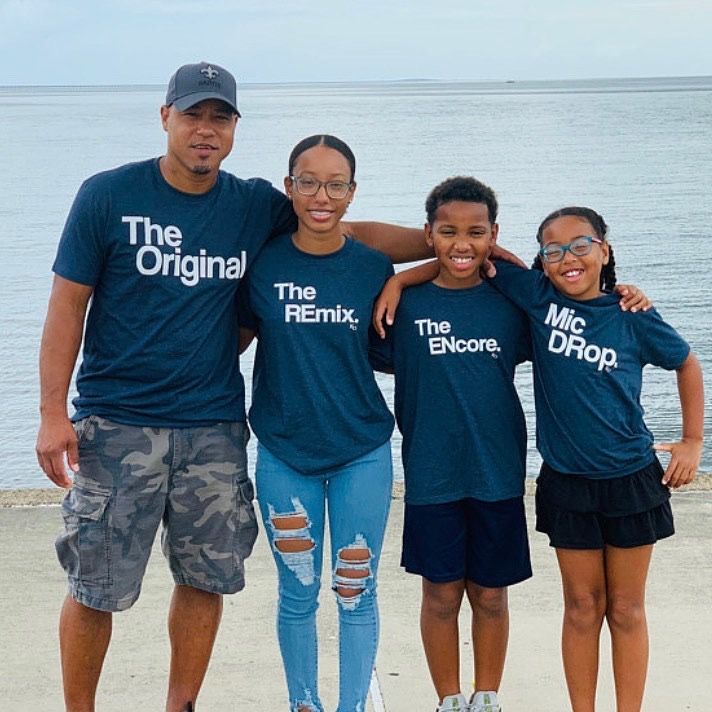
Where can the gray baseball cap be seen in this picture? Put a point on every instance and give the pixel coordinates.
(193, 83)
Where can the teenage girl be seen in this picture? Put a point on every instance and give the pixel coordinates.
(322, 423)
(602, 496)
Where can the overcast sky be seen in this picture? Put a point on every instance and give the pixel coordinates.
(142, 42)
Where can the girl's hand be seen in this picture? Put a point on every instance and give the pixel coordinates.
(386, 305)
(632, 298)
(684, 461)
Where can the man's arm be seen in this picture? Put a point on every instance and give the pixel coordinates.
(61, 339)
(401, 244)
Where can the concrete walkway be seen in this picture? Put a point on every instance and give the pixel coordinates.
(246, 670)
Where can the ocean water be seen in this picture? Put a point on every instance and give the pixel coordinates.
(637, 150)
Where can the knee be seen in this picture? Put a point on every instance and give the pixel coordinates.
(624, 613)
(585, 609)
(489, 602)
(443, 600)
(353, 574)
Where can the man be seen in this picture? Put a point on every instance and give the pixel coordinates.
(159, 434)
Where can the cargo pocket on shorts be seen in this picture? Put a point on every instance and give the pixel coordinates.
(245, 518)
(84, 549)
(81, 428)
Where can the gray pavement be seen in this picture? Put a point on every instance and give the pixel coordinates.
(246, 670)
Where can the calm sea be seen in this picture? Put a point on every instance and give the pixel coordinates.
(638, 150)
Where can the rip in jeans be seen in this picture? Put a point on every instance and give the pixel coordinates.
(352, 572)
(291, 539)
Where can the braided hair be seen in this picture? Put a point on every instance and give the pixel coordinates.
(596, 221)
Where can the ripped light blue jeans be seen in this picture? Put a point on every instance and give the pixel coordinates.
(294, 507)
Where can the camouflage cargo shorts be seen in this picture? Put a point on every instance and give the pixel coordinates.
(130, 479)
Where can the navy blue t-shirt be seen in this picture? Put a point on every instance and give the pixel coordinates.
(160, 346)
(453, 353)
(315, 401)
(588, 368)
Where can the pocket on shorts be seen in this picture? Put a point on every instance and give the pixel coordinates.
(84, 549)
(245, 518)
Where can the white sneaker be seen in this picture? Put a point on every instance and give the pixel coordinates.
(484, 702)
(453, 703)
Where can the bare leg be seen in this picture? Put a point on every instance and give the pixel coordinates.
(626, 574)
(584, 582)
(193, 623)
(490, 634)
(84, 635)
(439, 630)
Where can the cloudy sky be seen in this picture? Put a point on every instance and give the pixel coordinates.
(142, 41)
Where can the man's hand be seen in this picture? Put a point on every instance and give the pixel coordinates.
(57, 448)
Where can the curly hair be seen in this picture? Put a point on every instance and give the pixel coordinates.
(596, 221)
(464, 188)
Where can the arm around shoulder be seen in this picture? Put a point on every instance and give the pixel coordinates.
(686, 453)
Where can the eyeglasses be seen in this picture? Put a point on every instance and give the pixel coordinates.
(579, 247)
(335, 189)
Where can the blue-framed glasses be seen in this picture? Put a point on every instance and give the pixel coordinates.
(335, 189)
(578, 247)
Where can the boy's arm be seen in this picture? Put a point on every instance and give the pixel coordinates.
(388, 299)
(686, 453)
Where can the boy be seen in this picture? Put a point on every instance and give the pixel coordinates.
(453, 350)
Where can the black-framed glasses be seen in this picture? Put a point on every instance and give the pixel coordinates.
(306, 185)
(578, 247)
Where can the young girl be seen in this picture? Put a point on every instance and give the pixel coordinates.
(602, 496)
(322, 423)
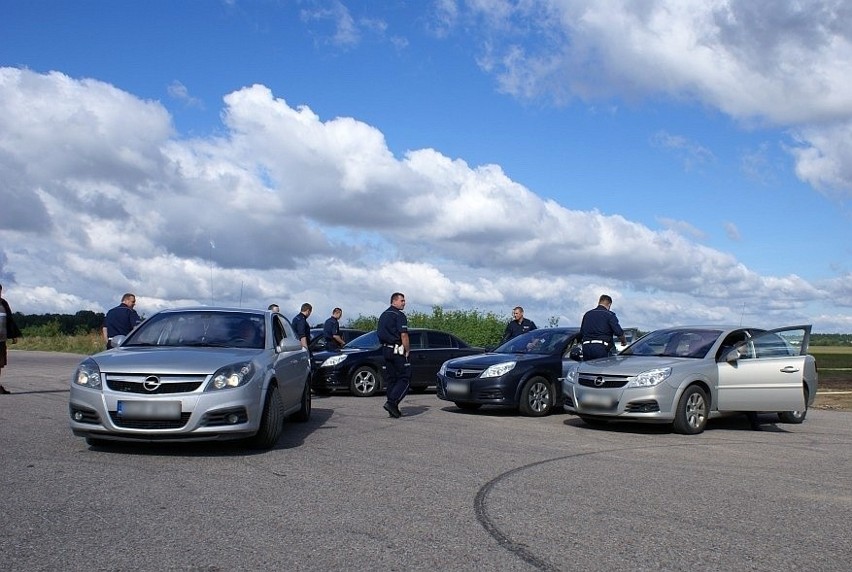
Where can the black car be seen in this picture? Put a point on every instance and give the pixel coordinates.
(358, 366)
(523, 374)
(319, 343)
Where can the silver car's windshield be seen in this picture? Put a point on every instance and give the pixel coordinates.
(691, 343)
(201, 328)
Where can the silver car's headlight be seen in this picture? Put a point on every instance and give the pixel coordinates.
(499, 369)
(650, 378)
(231, 376)
(88, 374)
(334, 360)
(569, 372)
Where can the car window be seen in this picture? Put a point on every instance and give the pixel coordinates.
(690, 343)
(415, 340)
(200, 328)
(368, 341)
(440, 340)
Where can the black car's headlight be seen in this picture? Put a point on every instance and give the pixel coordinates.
(88, 374)
(334, 360)
(499, 369)
(230, 376)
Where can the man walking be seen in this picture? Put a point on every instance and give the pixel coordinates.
(300, 325)
(8, 331)
(120, 320)
(598, 328)
(331, 331)
(392, 330)
(517, 325)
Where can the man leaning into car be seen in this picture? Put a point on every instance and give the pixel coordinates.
(598, 328)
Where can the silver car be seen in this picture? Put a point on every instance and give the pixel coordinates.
(687, 375)
(194, 374)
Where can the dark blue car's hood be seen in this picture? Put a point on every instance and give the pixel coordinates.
(482, 361)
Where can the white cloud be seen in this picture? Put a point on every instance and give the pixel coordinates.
(758, 61)
(305, 209)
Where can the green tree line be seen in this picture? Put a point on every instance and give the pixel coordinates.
(484, 329)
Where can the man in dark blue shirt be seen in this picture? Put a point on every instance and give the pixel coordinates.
(331, 331)
(598, 328)
(300, 325)
(518, 325)
(392, 330)
(120, 320)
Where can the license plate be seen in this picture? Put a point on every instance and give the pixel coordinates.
(161, 410)
(457, 388)
(595, 400)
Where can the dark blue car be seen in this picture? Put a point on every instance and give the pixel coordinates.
(357, 367)
(522, 374)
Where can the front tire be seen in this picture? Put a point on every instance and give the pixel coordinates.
(365, 382)
(692, 412)
(271, 421)
(537, 397)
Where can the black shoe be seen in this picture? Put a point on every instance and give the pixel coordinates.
(392, 410)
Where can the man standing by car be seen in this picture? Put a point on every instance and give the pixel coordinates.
(331, 331)
(300, 325)
(8, 331)
(598, 328)
(120, 320)
(392, 330)
(518, 325)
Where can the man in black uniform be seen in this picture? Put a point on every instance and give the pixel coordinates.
(393, 334)
(518, 325)
(300, 325)
(598, 328)
(331, 331)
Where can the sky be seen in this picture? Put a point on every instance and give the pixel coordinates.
(693, 160)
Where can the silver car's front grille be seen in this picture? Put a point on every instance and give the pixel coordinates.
(154, 384)
(602, 381)
(149, 423)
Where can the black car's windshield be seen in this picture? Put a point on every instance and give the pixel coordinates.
(368, 341)
(691, 343)
(545, 342)
(200, 329)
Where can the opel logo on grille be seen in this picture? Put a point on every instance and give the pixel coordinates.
(152, 383)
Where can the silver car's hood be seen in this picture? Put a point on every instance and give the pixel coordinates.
(176, 360)
(632, 365)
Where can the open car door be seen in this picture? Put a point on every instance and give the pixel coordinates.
(765, 372)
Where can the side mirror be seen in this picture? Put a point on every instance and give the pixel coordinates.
(576, 353)
(732, 356)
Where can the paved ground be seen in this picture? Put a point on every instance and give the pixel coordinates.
(438, 489)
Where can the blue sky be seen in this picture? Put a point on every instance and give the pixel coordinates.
(690, 159)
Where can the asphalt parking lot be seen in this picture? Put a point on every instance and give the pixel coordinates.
(438, 489)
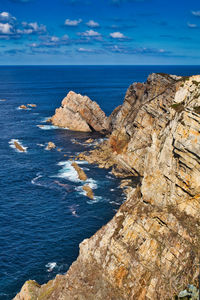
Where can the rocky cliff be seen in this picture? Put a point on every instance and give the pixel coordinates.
(150, 249)
(80, 113)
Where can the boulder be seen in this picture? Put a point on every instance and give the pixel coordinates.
(80, 113)
(80, 172)
(23, 106)
(89, 192)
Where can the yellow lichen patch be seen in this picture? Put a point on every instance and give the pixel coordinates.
(119, 275)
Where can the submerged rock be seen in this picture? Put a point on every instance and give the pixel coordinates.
(50, 146)
(32, 105)
(23, 106)
(89, 141)
(80, 113)
(150, 249)
(89, 192)
(19, 147)
(80, 172)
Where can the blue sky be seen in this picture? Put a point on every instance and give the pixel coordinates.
(99, 32)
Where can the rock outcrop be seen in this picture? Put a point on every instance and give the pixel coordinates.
(81, 174)
(151, 248)
(89, 192)
(50, 146)
(79, 113)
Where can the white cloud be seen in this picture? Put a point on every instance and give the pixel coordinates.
(33, 27)
(90, 33)
(5, 28)
(192, 25)
(7, 17)
(117, 35)
(92, 24)
(69, 22)
(196, 13)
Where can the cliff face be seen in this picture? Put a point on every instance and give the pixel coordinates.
(80, 113)
(150, 249)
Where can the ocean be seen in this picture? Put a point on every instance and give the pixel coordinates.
(44, 214)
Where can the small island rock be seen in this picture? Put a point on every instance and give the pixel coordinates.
(80, 113)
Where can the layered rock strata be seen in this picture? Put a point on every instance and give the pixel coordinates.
(151, 248)
(80, 113)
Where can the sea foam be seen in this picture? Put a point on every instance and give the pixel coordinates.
(12, 145)
(50, 127)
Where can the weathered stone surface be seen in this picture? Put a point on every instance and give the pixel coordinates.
(80, 172)
(88, 191)
(79, 113)
(150, 249)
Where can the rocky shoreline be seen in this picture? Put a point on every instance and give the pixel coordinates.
(150, 249)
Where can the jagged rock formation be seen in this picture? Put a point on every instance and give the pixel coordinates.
(79, 113)
(151, 248)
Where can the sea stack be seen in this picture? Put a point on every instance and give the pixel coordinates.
(150, 249)
(80, 113)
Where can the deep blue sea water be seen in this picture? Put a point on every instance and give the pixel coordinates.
(43, 212)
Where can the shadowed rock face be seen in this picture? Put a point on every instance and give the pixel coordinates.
(79, 113)
(150, 249)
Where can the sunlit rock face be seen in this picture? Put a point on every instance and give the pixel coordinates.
(150, 249)
(79, 113)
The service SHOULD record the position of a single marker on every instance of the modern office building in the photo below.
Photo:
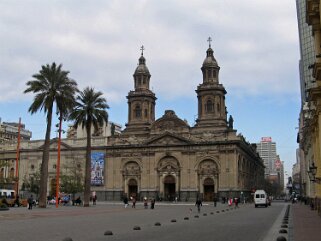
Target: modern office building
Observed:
(267, 151)
(9, 132)
(307, 52)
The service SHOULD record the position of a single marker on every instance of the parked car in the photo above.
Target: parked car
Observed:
(260, 198)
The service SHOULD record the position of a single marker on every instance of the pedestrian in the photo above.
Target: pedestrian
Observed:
(133, 202)
(30, 202)
(152, 203)
(126, 202)
(17, 201)
(230, 202)
(236, 201)
(198, 204)
(145, 203)
(215, 201)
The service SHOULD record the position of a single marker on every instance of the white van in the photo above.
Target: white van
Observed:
(260, 198)
(7, 193)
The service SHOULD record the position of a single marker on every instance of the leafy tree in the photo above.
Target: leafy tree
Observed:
(32, 182)
(51, 85)
(90, 110)
(72, 178)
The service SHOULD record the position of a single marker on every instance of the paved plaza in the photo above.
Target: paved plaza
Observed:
(168, 221)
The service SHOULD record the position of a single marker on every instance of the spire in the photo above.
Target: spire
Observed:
(209, 40)
(210, 67)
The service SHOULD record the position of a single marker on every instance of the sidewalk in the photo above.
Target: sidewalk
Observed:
(306, 223)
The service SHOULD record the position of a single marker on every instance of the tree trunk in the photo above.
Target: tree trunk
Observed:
(44, 164)
(88, 166)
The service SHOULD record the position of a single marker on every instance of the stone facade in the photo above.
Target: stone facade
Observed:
(166, 158)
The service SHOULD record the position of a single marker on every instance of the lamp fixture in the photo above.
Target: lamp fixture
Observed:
(312, 174)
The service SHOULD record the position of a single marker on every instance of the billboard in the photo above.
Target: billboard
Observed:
(97, 168)
(266, 139)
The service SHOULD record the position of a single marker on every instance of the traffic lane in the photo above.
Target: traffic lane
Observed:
(242, 224)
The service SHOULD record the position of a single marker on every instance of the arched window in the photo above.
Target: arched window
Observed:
(209, 106)
(2, 173)
(11, 173)
(138, 111)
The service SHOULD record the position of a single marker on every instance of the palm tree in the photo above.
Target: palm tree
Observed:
(51, 85)
(90, 110)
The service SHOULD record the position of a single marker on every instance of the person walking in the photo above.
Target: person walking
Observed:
(17, 201)
(145, 203)
(30, 202)
(236, 201)
(133, 202)
(198, 204)
(215, 201)
(152, 203)
(94, 199)
(126, 202)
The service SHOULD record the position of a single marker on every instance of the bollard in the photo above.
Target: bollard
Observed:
(67, 239)
(108, 232)
(281, 238)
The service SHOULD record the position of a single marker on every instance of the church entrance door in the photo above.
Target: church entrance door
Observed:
(169, 188)
(132, 188)
(208, 189)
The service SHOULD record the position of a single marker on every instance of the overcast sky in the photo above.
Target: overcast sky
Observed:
(255, 43)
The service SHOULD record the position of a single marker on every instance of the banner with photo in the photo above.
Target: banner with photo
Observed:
(97, 168)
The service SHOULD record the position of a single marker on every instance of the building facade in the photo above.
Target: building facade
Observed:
(267, 151)
(9, 132)
(310, 121)
(163, 158)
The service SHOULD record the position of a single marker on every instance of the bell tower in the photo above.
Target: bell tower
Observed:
(211, 95)
(141, 101)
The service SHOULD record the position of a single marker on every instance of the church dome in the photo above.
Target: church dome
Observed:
(210, 61)
(142, 68)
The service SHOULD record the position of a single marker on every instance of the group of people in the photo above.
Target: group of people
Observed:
(145, 202)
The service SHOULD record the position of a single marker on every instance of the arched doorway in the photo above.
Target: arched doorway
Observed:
(53, 187)
(132, 188)
(169, 188)
(208, 189)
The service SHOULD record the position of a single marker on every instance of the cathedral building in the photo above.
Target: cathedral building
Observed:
(162, 158)
(166, 158)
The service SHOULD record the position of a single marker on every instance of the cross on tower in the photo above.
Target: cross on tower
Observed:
(142, 49)
(209, 40)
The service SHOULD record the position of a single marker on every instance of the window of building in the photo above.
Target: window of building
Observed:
(138, 111)
(11, 173)
(209, 106)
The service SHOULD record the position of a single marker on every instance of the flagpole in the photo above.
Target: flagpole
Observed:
(58, 162)
(17, 159)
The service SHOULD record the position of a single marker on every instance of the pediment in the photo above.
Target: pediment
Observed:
(54, 145)
(168, 139)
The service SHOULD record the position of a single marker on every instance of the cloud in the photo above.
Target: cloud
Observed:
(254, 43)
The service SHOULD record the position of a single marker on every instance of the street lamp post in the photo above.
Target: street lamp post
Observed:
(58, 162)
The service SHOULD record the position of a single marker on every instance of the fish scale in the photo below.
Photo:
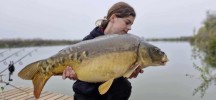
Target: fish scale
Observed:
(99, 60)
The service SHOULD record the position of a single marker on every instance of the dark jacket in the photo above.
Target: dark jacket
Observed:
(120, 89)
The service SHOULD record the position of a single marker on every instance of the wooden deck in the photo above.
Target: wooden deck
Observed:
(26, 93)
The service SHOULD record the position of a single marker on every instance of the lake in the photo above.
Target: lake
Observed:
(177, 80)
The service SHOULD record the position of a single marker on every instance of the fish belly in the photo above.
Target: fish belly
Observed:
(105, 66)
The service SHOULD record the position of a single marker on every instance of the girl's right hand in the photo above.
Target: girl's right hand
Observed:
(69, 73)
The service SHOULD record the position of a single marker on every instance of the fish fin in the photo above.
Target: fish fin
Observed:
(130, 71)
(103, 88)
(39, 81)
(29, 71)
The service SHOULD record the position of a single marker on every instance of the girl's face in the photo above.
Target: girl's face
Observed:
(121, 25)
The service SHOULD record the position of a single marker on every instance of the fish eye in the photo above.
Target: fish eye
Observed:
(156, 49)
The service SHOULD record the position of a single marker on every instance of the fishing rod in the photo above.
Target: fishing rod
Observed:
(11, 55)
(1, 53)
(11, 63)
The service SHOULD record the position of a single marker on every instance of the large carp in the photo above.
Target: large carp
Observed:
(99, 60)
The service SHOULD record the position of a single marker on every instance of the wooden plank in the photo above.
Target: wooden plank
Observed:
(18, 94)
(27, 94)
(47, 96)
(11, 92)
(19, 97)
(54, 97)
(64, 97)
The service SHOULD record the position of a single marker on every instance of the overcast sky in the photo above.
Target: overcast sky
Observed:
(74, 19)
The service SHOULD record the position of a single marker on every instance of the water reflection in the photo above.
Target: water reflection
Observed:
(206, 70)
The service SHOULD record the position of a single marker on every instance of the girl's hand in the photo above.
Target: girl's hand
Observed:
(69, 73)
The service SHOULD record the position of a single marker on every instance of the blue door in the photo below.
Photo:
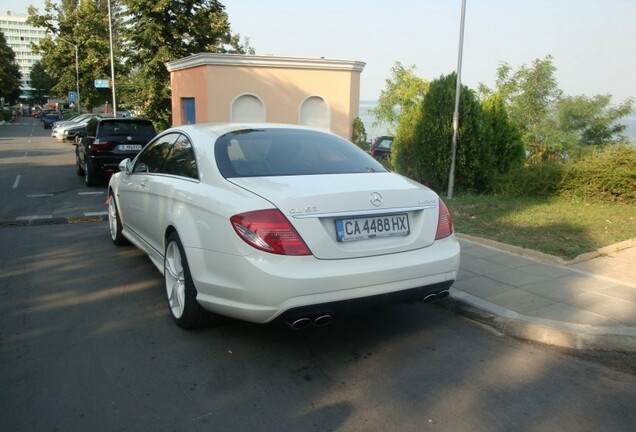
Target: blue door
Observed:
(188, 109)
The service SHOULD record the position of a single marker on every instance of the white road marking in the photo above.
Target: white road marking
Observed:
(38, 217)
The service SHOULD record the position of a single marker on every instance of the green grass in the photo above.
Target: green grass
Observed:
(556, 226)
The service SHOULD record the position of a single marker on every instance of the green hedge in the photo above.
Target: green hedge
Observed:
(5, 115)
(606, 175)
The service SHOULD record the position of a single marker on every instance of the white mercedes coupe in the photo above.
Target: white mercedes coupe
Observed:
(265, 222)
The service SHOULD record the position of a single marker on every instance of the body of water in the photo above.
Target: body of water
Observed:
(372, 131)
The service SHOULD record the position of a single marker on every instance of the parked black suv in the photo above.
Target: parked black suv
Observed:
(108, 141)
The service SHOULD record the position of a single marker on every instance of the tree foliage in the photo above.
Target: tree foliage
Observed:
(41, 82)
(359, 134)
(9, 73)
(428, 155)
(592, 120)
(403, 93)
(553, 125)
(531, 94)
(159, 31)
(83, 24)
(146, 35)
(505, 139)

==================================================

• **Problem**:
If a line in the data holds the string "trunk", copy that line.

• **Solved exercise**:
The service SHOULD record the position of a single marker on every instance of the tree trunk in the photo above.
Target: tree trunk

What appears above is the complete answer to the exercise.